● **Task requirements**
Whatever the records say, repeat them exactly as given.

Dataset records
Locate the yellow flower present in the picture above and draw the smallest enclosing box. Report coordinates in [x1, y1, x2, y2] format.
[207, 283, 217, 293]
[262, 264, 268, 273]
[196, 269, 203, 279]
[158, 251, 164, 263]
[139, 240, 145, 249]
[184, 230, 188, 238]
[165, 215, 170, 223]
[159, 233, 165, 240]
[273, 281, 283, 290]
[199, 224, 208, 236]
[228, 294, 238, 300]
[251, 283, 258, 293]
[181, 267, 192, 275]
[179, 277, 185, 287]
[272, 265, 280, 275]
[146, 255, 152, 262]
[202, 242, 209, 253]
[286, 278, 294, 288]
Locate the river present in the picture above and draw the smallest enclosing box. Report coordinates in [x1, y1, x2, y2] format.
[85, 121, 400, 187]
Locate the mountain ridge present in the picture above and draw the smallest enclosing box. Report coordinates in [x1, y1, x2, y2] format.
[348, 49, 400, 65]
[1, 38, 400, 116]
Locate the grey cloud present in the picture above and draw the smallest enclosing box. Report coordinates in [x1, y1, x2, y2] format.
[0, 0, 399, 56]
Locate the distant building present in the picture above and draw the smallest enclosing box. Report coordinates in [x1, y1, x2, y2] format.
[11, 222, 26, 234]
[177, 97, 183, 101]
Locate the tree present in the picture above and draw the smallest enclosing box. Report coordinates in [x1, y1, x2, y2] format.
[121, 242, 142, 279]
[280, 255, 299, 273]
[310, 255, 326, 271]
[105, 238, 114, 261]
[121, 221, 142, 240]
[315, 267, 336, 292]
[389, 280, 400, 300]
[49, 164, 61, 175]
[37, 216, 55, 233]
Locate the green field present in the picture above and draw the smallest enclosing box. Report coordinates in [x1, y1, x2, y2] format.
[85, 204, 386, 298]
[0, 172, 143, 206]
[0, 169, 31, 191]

● **Expected output**
Locate the yellow flower present in the picture above and draw the smallest enclosing box. Report coordinates in [x1, y1, x2, y2] format.
[207, 283, 217, 293]
[262, 264, 268, 273]
[196, 269, 203, 279]
[158, 251, 164, 263]
[139, 240, 145, 249]
[184, 230, 188, 238]
[165, 215, 170, 223]
[159, 233, 165, 240]
[273, 281, 283, 290]
[199, 224, 208, 236]
[228, 294, 238, 300]
[251, 283, 258, 293]
[181, 267, 192, 275]
[179, 277, 185, 287]
[272, 265, 280, 275]
[146, 255, 152, 262]
[202, 242, 209, 253]
[286, 278, 294, 288]
Locate the river present in the picture above and draw the smallest enclosing box. Report coordinates in [x1, y1, x2, y2] format.
[85, 121, 400, 187]
Locate the mountain ridge present in the picture above and draw the smallest enclosing box. Report coordinates in [x1, y1, x2, y2] format.
[348, 49, 400, 65]
[1, 38, 400, 116]
Locate the grey cloud present in the picture above and draw the smallest enclosing box. Report coordinates in [x1, y1, x2, y2] format.
[0, 0, 399, 56]
Locate the distant building present in the picture above and draw the smallest enclosing box. Report coordinates in [x1, y1, x2, y2] format.
[11, 222, 26, 234]
[177, 97, 183, 101]
Locate the tree present in the picture above and draw the smallest enclosing box. Report coordinates in [x1, y1, x2, y2] format.
[121, 242, 142, 279]
[280, 255, 299, 273]
[310, 255, 326, 271]
[105, 238, 114, 261]
[121, 221, 142, 240]
[315, 267, 336, 292]
[389, 280, 400, 300]
[49, 164, 61, 175]
[37, 216, 55, 233]
Locate the green field present in the picture above and draw the smallest enclosing box. Report coordinates in [x1, y1, x2, y2] format.
[85, 204, 386, 298]
[0, 172, 143, 206]
[0, 169, 31, 191]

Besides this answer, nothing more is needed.